== Data listing ==

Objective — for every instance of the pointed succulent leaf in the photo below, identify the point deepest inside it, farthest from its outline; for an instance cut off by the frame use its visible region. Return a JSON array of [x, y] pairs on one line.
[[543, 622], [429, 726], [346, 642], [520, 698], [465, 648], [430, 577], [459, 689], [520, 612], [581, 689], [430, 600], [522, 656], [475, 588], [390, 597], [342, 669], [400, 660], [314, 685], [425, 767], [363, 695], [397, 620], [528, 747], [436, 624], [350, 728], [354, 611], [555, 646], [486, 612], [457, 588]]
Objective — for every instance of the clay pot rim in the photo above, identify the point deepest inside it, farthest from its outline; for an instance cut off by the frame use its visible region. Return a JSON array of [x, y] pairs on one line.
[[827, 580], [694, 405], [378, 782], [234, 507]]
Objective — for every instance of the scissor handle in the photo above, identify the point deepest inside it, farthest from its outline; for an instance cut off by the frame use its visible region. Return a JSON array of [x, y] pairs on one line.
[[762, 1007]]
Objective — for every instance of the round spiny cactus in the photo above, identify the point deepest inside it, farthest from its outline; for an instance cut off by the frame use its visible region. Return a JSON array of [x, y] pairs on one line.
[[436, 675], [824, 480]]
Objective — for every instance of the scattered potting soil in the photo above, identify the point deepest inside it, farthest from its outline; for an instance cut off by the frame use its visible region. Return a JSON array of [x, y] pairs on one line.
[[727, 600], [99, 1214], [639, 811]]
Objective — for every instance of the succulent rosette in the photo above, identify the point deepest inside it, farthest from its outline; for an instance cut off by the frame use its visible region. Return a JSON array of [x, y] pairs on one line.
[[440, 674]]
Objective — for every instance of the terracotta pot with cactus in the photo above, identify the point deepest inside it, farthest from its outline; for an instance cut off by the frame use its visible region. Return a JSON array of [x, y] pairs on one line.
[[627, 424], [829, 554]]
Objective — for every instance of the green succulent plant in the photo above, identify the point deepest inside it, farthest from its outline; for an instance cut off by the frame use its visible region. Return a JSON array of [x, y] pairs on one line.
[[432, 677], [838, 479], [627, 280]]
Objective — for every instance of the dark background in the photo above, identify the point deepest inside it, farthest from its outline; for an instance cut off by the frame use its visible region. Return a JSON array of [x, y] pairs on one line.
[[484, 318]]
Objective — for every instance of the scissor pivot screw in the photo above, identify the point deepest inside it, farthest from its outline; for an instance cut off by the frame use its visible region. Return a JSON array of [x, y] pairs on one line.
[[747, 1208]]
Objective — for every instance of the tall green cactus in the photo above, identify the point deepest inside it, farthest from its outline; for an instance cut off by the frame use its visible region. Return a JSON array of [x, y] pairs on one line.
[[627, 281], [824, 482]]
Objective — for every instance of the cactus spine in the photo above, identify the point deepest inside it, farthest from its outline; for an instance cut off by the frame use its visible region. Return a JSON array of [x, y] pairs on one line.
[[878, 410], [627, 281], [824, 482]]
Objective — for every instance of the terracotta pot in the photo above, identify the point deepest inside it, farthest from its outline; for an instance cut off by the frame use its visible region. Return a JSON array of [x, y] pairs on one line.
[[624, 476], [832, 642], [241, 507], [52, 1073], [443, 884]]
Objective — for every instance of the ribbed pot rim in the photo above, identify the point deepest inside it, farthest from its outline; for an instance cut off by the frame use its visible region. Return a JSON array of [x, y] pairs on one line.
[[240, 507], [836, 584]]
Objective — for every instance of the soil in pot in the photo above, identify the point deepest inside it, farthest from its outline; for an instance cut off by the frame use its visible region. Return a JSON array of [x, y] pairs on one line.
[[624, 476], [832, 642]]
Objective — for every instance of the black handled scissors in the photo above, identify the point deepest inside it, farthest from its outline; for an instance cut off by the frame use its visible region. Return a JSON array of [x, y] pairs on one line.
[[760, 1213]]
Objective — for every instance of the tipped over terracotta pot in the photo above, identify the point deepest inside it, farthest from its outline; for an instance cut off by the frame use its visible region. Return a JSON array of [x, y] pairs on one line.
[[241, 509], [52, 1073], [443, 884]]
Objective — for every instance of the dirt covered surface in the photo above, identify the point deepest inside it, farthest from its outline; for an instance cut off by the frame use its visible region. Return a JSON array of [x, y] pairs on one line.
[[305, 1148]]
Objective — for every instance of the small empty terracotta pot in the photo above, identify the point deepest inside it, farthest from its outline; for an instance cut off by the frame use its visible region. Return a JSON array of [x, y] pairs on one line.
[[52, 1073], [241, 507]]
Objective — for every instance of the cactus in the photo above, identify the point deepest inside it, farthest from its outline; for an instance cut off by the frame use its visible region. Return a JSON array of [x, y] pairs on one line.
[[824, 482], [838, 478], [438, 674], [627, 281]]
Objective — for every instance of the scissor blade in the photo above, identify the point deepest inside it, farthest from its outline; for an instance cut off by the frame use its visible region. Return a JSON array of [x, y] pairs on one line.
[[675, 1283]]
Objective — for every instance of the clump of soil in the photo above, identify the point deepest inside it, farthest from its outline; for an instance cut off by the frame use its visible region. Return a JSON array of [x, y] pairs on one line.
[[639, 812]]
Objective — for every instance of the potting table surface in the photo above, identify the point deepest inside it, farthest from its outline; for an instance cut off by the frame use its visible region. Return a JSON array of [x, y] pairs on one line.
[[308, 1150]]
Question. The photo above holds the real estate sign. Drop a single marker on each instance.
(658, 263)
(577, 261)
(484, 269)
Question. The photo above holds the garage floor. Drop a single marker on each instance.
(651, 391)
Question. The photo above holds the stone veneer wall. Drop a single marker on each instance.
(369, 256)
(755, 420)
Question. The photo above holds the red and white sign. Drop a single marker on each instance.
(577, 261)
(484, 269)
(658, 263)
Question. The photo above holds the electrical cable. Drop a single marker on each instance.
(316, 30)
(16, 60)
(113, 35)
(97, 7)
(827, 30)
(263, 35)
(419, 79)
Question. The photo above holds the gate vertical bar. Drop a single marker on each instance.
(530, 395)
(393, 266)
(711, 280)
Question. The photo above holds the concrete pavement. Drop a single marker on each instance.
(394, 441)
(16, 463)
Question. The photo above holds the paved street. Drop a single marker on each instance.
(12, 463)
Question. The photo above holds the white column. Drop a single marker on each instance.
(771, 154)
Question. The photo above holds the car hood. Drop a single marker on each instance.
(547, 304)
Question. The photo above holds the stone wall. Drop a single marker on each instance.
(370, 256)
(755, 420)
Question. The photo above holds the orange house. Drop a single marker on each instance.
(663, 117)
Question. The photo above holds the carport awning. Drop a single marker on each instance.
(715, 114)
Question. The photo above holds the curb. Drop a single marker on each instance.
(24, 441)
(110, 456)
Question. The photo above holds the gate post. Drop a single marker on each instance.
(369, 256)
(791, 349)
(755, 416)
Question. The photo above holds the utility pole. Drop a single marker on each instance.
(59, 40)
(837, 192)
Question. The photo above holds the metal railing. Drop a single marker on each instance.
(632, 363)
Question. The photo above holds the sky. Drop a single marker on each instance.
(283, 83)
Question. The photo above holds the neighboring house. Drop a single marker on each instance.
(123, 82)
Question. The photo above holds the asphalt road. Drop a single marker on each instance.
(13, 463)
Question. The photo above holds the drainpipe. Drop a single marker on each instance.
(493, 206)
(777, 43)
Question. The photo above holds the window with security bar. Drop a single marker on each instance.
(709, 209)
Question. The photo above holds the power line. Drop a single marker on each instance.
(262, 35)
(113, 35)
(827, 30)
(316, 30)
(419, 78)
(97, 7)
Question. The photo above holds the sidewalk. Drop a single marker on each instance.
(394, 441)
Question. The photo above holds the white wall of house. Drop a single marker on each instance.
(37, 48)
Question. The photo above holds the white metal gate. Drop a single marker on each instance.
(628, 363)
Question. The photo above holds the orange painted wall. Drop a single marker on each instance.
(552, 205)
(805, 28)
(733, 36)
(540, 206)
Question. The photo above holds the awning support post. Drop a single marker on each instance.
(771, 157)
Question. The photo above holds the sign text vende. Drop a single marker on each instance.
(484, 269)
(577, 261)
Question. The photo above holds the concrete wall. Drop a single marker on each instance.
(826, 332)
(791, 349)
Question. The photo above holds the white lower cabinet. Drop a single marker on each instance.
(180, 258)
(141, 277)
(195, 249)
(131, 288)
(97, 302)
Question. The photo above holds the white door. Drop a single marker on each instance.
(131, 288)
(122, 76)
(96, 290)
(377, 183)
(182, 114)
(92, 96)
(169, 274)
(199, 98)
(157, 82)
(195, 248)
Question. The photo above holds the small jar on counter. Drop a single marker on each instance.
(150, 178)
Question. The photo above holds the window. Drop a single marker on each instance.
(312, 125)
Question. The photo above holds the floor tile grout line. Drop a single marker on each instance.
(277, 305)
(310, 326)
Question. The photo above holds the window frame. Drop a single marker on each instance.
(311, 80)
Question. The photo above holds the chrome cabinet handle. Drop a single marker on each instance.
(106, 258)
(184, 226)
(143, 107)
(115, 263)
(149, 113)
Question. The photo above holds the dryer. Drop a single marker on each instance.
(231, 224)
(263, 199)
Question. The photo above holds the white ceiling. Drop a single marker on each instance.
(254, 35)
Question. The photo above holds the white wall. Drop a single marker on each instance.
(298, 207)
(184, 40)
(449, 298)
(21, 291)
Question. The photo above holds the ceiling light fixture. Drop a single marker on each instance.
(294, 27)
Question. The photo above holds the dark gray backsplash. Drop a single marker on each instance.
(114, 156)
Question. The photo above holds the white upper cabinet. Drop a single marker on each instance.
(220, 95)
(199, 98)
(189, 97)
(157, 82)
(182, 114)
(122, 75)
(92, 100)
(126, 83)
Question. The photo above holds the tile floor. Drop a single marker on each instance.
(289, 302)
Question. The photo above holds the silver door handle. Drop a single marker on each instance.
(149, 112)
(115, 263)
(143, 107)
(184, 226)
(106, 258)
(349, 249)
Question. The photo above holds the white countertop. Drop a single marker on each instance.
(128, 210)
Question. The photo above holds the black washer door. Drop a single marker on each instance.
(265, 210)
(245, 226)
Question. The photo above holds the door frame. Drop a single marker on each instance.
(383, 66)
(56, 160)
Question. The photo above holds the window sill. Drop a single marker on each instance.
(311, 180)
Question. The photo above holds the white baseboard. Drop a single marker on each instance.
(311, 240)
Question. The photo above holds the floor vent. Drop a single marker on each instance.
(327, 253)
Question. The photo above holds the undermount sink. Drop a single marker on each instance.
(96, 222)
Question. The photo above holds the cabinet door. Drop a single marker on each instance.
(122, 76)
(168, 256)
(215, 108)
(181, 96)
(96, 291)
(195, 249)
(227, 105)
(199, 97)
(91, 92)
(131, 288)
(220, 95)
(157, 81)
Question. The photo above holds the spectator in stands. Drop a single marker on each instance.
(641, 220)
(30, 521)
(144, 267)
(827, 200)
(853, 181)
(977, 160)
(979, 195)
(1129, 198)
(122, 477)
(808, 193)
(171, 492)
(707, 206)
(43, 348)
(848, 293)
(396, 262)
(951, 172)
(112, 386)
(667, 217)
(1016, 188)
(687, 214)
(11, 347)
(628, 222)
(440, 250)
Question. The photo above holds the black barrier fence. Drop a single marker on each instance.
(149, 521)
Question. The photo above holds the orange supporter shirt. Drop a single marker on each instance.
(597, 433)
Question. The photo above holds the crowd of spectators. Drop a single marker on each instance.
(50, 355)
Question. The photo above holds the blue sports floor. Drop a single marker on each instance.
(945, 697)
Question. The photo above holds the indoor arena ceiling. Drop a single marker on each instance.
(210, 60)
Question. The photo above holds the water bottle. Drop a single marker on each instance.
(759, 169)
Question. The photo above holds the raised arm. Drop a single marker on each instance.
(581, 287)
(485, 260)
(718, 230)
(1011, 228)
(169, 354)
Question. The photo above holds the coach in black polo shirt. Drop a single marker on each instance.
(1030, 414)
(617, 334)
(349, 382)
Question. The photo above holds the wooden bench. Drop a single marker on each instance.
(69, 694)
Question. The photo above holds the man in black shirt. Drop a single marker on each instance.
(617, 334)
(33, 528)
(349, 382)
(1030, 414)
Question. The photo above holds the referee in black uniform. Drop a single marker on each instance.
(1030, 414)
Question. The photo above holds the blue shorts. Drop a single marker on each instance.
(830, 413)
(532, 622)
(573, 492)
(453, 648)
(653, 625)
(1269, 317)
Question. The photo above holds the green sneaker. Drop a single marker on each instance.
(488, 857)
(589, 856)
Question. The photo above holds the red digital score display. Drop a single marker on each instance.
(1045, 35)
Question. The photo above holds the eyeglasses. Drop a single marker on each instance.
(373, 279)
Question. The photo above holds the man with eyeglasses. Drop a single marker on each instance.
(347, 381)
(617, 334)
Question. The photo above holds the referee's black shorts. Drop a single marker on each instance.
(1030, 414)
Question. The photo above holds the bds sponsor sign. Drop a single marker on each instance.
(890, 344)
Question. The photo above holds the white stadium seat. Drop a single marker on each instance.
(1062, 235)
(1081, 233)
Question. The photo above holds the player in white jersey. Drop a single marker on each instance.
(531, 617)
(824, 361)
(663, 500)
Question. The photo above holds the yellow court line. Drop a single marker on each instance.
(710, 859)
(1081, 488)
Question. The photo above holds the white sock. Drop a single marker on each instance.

===

**What to work on**
Please copy the part of the data that opens with the line containing "Objective — for every instance of the cactus spine" and closes with the line containing "[[878, 410], [627, 281], [824, 482]]", both lines included, without any change.

**Exercise output**
Objective — for every instance of the cactus spine in the photo above, identify the point deepest inside it, farthest from its outline; for an instance cut off by the frame use its visible region. Return a JSON array of [x, y] pairs on one line.
[[878, 410], [627, 281], [824, 482]]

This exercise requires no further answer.